### Exercise brief
Only the lines from the one containing "Each instance receives one keypoint. Mark the ladder-back" to the end of the entries should be written out, each exactly as it stands, both ends included.

### Data
(begin)

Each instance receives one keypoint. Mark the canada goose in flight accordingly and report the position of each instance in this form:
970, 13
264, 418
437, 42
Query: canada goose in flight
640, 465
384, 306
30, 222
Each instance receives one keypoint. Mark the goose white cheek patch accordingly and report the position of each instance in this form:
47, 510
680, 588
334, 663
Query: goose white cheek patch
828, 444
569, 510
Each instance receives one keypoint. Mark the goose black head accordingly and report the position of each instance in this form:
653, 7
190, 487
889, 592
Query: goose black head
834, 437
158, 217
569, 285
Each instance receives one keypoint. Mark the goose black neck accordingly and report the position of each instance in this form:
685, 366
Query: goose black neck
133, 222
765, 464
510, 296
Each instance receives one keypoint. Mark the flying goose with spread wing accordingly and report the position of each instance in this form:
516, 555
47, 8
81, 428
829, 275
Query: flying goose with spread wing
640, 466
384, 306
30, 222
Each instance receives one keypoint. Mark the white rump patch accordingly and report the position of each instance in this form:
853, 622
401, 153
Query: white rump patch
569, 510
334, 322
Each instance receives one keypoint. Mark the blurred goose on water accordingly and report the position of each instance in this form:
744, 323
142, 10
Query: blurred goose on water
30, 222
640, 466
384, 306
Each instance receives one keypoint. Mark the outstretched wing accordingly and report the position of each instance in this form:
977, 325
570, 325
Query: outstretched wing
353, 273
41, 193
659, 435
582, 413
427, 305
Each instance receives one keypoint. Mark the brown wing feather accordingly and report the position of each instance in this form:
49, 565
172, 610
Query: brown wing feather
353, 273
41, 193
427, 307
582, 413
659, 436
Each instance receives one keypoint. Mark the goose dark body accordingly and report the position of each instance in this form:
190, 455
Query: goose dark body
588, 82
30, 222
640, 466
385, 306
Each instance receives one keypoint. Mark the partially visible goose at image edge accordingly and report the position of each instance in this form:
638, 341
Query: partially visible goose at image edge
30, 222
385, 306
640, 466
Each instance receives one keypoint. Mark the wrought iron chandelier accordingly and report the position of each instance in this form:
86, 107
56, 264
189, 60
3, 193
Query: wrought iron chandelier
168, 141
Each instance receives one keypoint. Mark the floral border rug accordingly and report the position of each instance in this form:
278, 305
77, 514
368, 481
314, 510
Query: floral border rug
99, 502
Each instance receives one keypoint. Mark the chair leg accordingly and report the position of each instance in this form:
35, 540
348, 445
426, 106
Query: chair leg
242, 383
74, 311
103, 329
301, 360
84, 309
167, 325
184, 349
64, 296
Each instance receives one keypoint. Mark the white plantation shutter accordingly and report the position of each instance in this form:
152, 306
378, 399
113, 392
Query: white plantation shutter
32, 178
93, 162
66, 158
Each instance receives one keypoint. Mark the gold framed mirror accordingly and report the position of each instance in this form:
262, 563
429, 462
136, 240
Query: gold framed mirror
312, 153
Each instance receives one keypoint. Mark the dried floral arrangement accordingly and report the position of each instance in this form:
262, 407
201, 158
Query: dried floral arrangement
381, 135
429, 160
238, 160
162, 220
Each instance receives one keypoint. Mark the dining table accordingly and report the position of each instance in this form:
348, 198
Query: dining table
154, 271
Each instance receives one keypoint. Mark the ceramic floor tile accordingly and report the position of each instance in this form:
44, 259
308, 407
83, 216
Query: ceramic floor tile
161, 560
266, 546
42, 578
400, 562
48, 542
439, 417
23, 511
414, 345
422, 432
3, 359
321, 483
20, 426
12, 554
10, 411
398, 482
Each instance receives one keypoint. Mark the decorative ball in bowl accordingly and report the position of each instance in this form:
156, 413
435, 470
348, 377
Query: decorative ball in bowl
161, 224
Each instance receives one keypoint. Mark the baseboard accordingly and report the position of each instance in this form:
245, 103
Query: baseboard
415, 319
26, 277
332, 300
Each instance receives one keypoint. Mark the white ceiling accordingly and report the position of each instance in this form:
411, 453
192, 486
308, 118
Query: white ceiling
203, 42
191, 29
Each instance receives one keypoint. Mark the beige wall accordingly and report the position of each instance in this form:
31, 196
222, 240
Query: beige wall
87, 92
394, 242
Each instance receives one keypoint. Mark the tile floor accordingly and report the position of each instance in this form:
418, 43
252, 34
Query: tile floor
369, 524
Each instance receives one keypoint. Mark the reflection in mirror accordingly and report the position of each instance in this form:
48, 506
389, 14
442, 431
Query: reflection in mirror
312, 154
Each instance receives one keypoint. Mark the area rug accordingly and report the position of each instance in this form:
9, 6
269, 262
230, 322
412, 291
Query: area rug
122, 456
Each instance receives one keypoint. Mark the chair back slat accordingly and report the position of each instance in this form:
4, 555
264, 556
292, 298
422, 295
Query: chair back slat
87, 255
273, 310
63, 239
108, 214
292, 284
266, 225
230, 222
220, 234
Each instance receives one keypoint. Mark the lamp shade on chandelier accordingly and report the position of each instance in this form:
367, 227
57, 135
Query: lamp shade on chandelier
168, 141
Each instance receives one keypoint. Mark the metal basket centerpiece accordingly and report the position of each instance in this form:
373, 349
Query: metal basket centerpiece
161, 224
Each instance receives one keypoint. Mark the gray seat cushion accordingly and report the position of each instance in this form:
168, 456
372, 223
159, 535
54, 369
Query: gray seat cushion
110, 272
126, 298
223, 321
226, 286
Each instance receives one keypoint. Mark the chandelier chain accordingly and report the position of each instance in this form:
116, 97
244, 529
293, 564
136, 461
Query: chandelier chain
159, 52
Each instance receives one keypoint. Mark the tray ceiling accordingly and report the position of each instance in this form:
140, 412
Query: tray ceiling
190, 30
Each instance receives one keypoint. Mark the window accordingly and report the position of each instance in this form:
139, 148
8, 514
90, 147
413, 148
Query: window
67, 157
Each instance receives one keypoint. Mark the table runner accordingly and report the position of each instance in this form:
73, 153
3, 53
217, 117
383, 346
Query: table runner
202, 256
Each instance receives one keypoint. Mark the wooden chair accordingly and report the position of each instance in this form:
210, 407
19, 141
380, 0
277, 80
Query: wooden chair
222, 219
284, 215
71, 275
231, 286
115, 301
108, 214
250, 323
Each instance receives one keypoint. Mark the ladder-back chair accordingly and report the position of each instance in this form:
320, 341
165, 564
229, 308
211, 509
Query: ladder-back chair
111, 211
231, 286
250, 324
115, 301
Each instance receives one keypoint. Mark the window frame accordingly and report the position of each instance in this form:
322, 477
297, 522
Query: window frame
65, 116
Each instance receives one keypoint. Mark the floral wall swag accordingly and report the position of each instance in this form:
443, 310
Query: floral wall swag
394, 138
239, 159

(end)

### Expected answer
Each instance receives one keypoint. Mark the ladder-back chair accordingly and report the position of each instance in this form:
320, 341
165, 564
229, 308
211, 509
Query: ladder-back chair
111, 211
231, 286
250, 324
115, 301
Each instance receives one keypoint. Mark the window frame accordingly and report the position of each instance in this form:
322, 477
297, 522
Query: window frame
65, 116
Each instance receives one keypoint. Mark the floral wall swag accordingly and report the position of each instance in this form:
443, 310
Query: floral wall swag
394, 138
239, 159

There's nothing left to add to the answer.